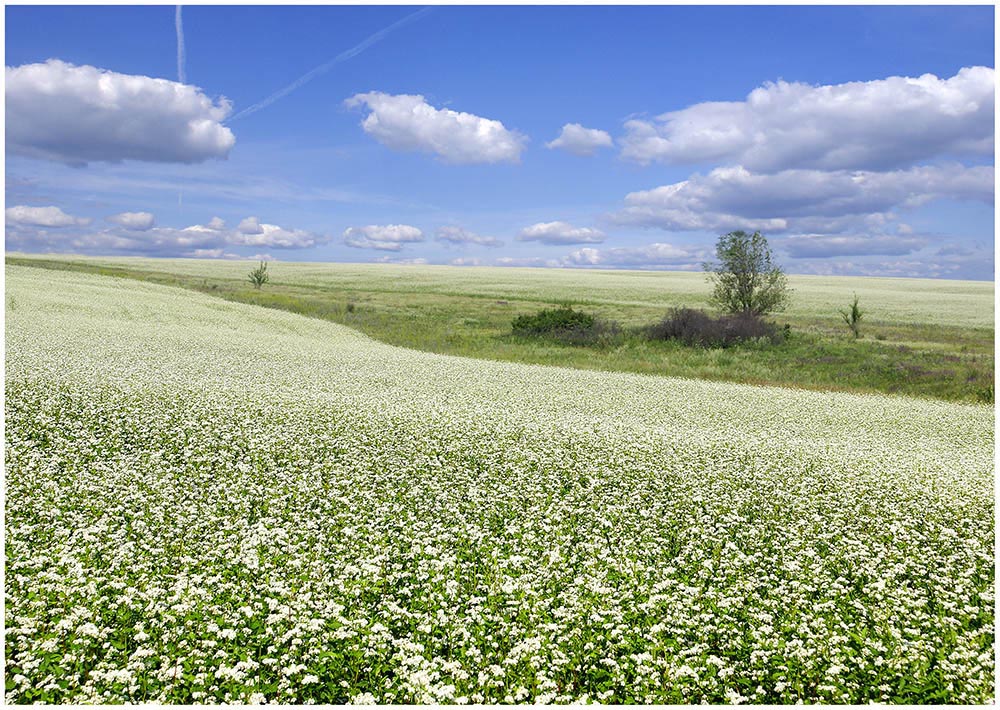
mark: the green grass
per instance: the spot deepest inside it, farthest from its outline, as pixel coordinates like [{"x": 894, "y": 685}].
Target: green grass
[
  {"x": 210, "y": 502},
  {"x": 921, "y": 337}
]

Sobre a tarefa. Disponha as linhas dos dados acima em uma tabela Markdown com as colunas "n" (número da linha) e "Linha". Omita as linhas em branco e deixe as imagens de fora da resposta.

Resposta.
| n | Linha |
|---|---|
| 1 | mark: the green grass |
| 2 | per instance: the spot deepest inside it, farthest from its outline, as pixel coordinates like [{"x": 894, "y": 685}]. |
| 3 | Target: green grass |
| 4 | [ |
| 5 |   {"x": 210, "y": 502}, |
| 6 |   {"x": 921, "y": 337} |
| 7 | ] |